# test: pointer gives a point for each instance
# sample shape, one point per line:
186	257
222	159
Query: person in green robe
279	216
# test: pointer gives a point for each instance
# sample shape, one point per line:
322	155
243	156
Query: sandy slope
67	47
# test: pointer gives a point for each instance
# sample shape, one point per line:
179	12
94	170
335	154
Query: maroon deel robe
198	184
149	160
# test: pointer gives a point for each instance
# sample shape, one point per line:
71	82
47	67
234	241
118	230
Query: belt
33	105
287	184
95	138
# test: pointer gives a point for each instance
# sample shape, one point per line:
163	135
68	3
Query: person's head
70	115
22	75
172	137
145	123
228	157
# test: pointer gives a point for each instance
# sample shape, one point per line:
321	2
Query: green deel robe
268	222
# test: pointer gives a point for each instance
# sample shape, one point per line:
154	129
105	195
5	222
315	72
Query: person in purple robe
· · · · ·
» Required work
Reproduce every item above line for line, changing nothing.

» The completed task
# test: pointer gives a point for each instance
# sample shape, one point per line:
186	257
222	159
Query: person in green robe
279	216
# test: pointer gives a point for each instance
# sample shape, one point per line:
322	155
243	156
Query: sandy slope
67	47
# test: pointer gives a point for each instance
# sample shape, one point per line:
179	12
94	170
335	154
Query: maroon deel robe
198	184
149	160
# test: pointer gives a point for each instance
# sample shape, one point per line:
71	82
47	67
234	241
118	230
Query: belt
33	105
287	184
95	138
# test: pointer gives a point for each instance
# sample shape, one point per line:
163	135
68	3
Query: person's head
70	115
22	75
172	137
145	123
228	157
# test: pointer gives a point for each instance
# sample shape, one point per line:
321	2
Query: green deel robe
268	222
# test: pointer gives a point for each instance
# sample shape, one point per line:
154	129
105	195
5	222
315	72
Query: person in purple robe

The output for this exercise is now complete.